__Saved data entries__.
BEGIN

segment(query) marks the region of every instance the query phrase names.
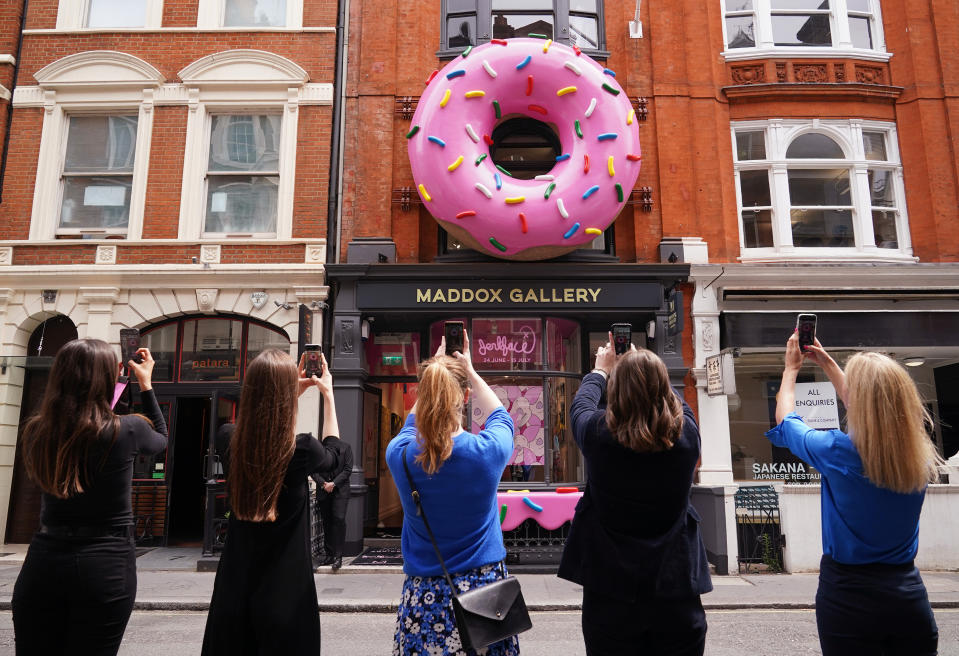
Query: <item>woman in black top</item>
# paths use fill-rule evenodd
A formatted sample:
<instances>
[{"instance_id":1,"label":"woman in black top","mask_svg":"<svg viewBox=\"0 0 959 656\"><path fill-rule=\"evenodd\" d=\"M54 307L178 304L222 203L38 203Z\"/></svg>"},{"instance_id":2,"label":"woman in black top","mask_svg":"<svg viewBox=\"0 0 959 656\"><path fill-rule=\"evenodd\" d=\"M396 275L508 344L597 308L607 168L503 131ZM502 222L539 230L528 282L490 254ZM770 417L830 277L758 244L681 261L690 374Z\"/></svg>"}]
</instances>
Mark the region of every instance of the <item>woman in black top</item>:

END
BEGIN

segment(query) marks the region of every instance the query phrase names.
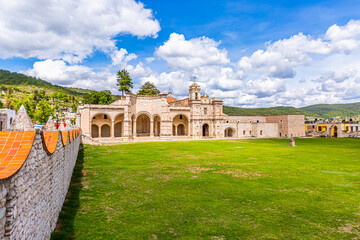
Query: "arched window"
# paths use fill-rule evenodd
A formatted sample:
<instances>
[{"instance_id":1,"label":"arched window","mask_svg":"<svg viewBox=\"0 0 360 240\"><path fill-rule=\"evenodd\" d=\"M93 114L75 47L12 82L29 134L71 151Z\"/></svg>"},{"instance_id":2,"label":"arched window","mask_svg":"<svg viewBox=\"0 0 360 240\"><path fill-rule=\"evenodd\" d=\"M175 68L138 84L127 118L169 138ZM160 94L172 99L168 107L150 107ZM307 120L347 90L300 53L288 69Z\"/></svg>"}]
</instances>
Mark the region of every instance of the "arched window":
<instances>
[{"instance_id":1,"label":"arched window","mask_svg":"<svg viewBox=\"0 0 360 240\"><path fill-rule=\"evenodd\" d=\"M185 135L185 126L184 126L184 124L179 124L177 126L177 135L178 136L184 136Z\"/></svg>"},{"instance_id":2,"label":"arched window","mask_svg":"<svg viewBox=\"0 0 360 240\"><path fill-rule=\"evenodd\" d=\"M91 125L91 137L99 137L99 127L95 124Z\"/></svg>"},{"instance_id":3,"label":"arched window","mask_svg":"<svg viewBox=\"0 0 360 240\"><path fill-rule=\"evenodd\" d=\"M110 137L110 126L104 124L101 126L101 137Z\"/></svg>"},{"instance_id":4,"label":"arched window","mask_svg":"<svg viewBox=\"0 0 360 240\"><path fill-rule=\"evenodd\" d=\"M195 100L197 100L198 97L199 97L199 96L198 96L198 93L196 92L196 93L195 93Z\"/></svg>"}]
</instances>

END
BEGIN

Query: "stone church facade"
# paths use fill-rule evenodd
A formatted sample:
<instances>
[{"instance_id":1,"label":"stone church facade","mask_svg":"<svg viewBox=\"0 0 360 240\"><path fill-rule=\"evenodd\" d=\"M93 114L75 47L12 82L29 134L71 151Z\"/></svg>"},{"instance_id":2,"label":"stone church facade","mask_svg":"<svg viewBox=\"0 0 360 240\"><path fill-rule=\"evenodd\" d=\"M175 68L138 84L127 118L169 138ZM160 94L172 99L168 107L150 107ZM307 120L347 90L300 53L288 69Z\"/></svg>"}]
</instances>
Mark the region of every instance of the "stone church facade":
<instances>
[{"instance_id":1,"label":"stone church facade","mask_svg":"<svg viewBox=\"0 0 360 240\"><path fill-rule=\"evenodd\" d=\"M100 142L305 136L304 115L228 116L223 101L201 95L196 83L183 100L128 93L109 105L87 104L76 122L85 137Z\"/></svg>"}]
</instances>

END

__How to complete this task__. Copy each line above where the string "woman" occurs.

__Answer to the problem__.
Query: <item>woman in black top</item>
[{"instance_id":1,"label":"woman in black top","mask_svg":"<svg viewBox=\"0 0 959 656\"><path fill-rule=\"evenodd\" d=\"M54 307L178 304L222 203L38 203Z\"/></svg>"},{"instance_id":2,"label":"woman in black top","mask_svg":"<svg viewBox=\"0 0 959 656\"><path fill-rule=\"evenodd\" d=\"M396 275L508 344L597 308L607 168L503 131ZM502 222L539 230L528 282L490 254ZM770 417L830 277L758 244L681 261L690 374Z\"/></svg>"}]
Mark the region of every instance of the <item>woman in black top</item>:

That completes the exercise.